EXERCISE DETAILS => Copy the records with every "one dot per instance" swapped for "a single dot for each instance" and everything else unchanged. Leave out the pictures.

+---+

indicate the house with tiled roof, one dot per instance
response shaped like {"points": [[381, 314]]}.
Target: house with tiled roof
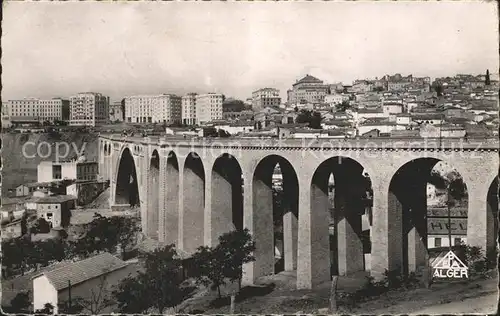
{"points": [[77, 279]]}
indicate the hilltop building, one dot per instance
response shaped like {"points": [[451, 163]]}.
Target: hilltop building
{"points": [[163, 108], [89, 109], [265, 97], [50, 110], [208, 107], [308, 90]]}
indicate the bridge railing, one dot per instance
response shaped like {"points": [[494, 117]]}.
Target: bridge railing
{"points": [[368, 143]]}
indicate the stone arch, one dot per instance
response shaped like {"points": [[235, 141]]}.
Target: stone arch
{"points": [[268, 215], [492, 204], [227, 196], [341, 196], [127, 190], [152, 201], [169, 223], [194, 203], [412, 221]]}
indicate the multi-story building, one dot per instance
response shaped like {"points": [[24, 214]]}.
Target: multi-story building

+---+

COMPLETED EXERCISE =>
indicate the house with tiled roof, a single dot for each instance
response shaped like {"points": [[381, 314]]}.
Target: house with tiled roof
{"points": [[77, 279]]}
indicate the hilltop building, a single dot for each instance
response shaped like {"points": [[451, 163]]}.
Target: hilltop building
{"points": [[163, 108], [89, 109], [265, 97], [50, 110], [208, 107], [308, 90]]}
indicate the bridge railing, a single dot for each instance
response shaped like {"points": [[494, 117]]}.
Target: bridge railing
{"points": [[368, 143]]}
indicate the stone arch, a single dot for each instance
response shaped like {"points": [[235, 141]]}.
Target: stone arch
{"points": [[268, 215], [492, 204], [227, 196], [341, 196], [127, 190], [152, 201], [169, 223], [194, 203], [412, 221]]}
indicate the multi-story building, a single dot for each instance
response shaped like {"points": [[24, 214]]}.
Target: multi-story building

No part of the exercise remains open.